Conductor pipe (7to 20in. OD)
The outermost casing string.
It is 40 to 500 ft in length for onshore and up
to 1,000 ft for offshore.
Generally, for shallow wells OD is 16 in. and
20 in. for deep wells.
Isolates very weak formations.
Prevents erosion of ground below rig.
Provides a mud return path.
Supports the weight of subsequent casing
strings.

Surface casing (17-1/2 to 20 in. OD)
The setting depths vary from 300 to 5,000 ft
10-3/4 in. and 13- 3/8 in. being the most
common sizes.
Setting depth is often determined by
government or company policy and not
selected due to technical reasoning.
Provides a means of nippling up BOP.
Provides a casing seat strong enough to safely
close in a well after a kick.
Provides protection of fresh water sands.
Provides wellbore stabilization.

Intermediate casing (17 -1/2 to 9-5/8 in.
OD)
Also called a protective casing, it is purely a
technical casing.
The length varies from 7,000 to 15,000 ft.
Provides isolation of potentially troublesome zones
(abnormal pressure formations, unstable shales,
lost circulation zones and salt sections).
Provides integrity to withstand the high mud
weights necessary to reach TD or next casing seat

Production casing (9 -5/8 to 5 in. OD)
It is set through the protective productive
zone(s).
It is designed to hold the maximal shut-in
pressure of the producing formations.
It is designed to withstand stimulating
pressures during completion and workover
operations.
A 7-in. OD production casing is often used

Provides zonal isolation (prevents migration of
water to producing zones, isolates different
production zones).
Confines production to wellbore.
Provides the environment to install subsurface
completion equipment.
Provides protection for the environment in the
event of tubing failure during production
operations and allows for the tubing to be
repaired and replaced.

Provided material:
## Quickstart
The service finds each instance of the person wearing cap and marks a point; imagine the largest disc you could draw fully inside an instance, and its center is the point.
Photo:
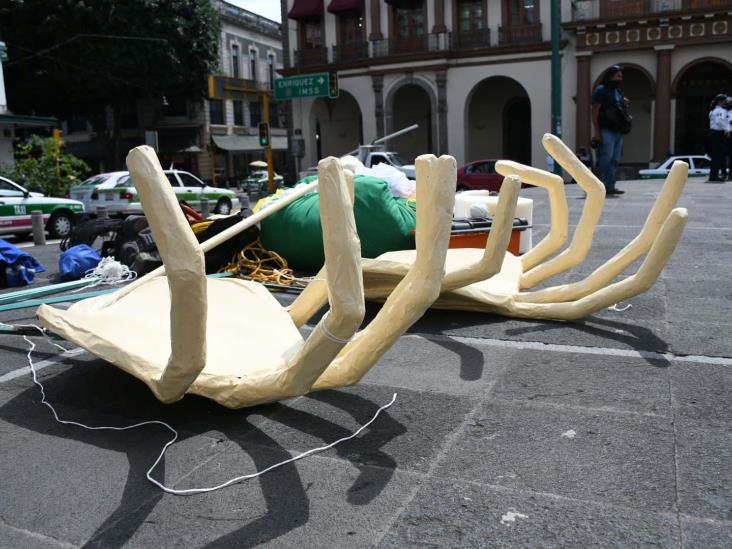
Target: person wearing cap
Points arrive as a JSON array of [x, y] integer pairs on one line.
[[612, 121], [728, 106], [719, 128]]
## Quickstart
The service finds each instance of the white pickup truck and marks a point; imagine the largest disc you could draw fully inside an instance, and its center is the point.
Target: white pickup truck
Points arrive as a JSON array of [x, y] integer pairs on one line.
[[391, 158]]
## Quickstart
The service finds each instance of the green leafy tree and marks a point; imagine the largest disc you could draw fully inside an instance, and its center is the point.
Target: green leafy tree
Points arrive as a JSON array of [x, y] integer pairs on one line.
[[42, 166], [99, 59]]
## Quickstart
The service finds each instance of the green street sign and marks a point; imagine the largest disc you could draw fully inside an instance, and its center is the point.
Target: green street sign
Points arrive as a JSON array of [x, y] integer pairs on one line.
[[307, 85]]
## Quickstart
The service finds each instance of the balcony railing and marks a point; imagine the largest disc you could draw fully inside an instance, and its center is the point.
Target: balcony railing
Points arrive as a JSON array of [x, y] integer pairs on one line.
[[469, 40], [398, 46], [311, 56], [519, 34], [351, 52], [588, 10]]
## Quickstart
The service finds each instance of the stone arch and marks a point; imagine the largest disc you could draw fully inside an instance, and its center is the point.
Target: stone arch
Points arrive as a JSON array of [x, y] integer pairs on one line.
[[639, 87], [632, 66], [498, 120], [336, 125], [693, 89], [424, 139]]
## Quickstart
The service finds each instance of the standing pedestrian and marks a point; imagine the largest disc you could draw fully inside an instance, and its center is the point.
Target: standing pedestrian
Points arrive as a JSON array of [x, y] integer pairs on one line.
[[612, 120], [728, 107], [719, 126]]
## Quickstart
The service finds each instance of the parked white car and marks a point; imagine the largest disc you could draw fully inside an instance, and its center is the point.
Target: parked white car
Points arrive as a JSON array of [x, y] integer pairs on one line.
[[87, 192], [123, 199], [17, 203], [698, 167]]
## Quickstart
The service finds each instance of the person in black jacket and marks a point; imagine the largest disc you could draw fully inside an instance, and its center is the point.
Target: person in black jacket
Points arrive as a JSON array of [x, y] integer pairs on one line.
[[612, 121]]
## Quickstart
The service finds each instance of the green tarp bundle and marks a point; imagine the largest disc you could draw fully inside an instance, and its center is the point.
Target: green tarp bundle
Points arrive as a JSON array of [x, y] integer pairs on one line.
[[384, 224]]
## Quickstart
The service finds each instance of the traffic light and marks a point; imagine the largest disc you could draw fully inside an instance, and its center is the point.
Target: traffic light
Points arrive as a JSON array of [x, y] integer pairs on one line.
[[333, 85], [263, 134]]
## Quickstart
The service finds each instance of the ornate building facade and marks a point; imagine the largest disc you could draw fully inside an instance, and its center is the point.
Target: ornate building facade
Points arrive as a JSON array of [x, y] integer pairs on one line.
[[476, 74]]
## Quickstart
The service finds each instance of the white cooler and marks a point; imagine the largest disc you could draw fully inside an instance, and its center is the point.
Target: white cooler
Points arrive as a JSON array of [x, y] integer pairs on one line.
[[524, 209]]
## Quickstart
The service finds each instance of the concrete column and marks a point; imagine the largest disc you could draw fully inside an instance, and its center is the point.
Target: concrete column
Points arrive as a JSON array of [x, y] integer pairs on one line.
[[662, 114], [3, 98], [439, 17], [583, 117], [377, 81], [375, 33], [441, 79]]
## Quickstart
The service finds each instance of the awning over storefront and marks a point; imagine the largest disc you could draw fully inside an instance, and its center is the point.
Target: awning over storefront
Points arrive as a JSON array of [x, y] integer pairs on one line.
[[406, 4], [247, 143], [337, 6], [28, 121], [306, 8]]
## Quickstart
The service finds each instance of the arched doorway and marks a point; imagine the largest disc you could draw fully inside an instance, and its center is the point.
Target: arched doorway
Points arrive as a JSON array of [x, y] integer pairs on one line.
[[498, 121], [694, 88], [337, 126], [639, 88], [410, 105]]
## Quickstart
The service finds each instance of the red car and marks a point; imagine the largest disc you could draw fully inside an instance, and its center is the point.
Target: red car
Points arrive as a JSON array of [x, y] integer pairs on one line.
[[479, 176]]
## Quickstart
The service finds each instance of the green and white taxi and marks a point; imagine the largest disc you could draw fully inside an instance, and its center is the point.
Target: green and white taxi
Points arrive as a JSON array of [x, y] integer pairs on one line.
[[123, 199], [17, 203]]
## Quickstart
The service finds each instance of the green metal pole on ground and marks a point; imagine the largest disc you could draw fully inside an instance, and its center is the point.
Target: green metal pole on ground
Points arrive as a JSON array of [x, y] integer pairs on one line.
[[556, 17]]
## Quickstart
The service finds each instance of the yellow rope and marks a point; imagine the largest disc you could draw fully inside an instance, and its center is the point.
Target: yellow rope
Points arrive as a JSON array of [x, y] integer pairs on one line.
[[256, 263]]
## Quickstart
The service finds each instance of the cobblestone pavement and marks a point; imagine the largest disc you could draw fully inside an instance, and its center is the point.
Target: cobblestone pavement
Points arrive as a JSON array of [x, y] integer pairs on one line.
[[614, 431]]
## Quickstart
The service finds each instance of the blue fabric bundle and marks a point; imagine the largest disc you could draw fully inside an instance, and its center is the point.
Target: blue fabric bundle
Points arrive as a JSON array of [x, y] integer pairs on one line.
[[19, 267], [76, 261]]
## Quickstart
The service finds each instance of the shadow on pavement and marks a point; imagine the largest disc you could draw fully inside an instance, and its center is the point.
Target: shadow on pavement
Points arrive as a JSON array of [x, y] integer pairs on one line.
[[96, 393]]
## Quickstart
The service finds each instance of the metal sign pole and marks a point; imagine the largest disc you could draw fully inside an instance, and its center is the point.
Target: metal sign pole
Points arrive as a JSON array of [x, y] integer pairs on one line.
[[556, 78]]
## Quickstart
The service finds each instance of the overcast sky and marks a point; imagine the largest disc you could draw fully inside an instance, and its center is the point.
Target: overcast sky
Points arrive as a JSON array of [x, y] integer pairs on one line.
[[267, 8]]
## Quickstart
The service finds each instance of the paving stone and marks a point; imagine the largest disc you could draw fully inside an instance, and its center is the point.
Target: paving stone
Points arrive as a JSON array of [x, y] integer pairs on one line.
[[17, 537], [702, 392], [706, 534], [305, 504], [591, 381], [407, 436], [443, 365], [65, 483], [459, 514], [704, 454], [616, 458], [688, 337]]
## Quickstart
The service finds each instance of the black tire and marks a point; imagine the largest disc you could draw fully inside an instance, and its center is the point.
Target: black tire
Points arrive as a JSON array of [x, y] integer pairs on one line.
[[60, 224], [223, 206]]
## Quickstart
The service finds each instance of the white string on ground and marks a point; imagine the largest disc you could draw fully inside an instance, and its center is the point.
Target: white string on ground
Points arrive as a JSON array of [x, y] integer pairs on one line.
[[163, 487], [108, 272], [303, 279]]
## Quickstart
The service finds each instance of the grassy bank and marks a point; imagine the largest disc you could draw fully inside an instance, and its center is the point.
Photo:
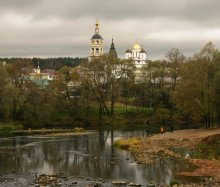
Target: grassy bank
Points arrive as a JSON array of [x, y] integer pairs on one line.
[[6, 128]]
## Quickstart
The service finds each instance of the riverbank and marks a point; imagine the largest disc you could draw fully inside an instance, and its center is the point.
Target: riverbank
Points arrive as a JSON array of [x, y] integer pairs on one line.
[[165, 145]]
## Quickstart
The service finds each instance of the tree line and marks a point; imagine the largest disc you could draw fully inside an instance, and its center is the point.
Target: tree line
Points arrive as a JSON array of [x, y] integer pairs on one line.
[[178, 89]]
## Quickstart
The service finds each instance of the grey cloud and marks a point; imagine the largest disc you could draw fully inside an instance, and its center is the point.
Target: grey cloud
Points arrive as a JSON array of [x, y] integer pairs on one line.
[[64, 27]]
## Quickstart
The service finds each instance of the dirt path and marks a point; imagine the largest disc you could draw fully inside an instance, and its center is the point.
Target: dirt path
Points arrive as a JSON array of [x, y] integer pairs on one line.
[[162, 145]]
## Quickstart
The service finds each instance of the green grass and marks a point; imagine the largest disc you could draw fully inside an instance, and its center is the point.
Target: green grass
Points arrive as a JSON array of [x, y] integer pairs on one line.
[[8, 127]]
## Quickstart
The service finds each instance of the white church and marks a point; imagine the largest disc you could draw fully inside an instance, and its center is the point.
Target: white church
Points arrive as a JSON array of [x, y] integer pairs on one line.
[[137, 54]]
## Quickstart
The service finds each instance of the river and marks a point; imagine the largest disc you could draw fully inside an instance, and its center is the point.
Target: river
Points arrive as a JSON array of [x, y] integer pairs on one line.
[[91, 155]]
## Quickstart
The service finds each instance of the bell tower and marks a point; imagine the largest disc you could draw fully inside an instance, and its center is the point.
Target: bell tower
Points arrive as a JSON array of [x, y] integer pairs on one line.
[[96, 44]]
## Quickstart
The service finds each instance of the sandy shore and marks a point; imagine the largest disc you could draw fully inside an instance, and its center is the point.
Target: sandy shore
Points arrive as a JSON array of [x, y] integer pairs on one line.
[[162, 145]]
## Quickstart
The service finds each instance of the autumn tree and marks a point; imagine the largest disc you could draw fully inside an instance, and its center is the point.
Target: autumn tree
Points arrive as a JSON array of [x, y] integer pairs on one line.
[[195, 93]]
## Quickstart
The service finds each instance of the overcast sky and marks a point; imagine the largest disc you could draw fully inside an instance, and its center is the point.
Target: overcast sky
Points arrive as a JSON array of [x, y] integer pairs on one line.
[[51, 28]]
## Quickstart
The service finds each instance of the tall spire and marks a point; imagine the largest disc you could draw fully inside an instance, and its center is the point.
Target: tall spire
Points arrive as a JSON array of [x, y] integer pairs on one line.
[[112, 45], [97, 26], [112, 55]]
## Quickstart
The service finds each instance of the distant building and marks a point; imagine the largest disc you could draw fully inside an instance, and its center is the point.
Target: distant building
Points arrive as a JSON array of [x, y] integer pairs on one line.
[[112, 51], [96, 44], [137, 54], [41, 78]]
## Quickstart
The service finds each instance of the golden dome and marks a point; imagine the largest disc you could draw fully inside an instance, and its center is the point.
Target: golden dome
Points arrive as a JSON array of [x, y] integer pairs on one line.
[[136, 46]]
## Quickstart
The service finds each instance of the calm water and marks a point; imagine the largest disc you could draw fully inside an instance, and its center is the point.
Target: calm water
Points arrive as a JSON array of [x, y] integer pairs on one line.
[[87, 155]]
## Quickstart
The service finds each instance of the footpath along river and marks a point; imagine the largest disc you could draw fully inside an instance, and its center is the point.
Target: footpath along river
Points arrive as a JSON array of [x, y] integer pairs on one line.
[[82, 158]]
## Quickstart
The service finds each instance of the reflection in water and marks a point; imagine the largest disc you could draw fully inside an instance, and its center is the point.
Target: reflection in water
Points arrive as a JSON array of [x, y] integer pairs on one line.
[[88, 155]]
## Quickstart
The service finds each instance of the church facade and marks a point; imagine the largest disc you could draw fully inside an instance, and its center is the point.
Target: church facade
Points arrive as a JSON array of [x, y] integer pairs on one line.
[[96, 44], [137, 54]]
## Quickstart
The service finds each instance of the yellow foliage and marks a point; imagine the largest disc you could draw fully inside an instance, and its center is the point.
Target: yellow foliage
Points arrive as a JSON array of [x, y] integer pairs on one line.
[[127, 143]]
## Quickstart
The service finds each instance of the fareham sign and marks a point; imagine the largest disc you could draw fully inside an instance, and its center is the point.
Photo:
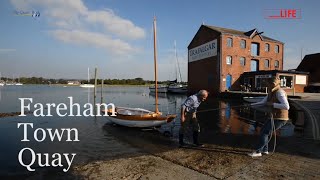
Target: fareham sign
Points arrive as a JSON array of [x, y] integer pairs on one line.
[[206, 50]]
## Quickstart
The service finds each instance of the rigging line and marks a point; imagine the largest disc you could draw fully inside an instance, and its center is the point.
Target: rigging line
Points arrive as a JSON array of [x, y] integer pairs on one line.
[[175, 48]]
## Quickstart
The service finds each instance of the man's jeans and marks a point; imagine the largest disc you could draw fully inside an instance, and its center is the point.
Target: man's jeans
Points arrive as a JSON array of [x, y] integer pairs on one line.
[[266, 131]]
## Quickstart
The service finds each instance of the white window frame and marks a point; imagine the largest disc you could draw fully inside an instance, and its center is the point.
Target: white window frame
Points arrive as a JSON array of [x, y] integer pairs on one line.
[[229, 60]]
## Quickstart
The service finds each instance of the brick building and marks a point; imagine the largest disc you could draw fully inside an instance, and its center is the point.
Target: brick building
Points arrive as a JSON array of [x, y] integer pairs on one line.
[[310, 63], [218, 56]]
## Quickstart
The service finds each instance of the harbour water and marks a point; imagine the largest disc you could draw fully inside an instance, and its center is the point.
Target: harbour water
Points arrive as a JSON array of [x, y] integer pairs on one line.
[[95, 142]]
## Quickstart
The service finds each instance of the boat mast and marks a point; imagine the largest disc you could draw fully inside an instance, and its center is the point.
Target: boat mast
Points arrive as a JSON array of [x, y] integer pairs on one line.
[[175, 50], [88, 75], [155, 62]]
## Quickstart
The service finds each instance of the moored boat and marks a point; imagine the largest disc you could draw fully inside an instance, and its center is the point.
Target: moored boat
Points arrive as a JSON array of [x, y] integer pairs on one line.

Aim: Rewrite the notes on casing strings from "Production casing (9" to "production zones).", replacing "workover" with "well intervention".

Completed exercise:
Production casing (9 -5/8 to 5 in. OD)
It is set through the protective productive
zone(s).
It is designed to hold the maximal shut-in
pressure of the producing formations.
It is designed to withstand stimulating
pressures during completion and well intervention
operations.
A 7-in. OD production casing is often used

Provides zonal isolation (prevents migration of
water to producing zones, isolates different
production zones).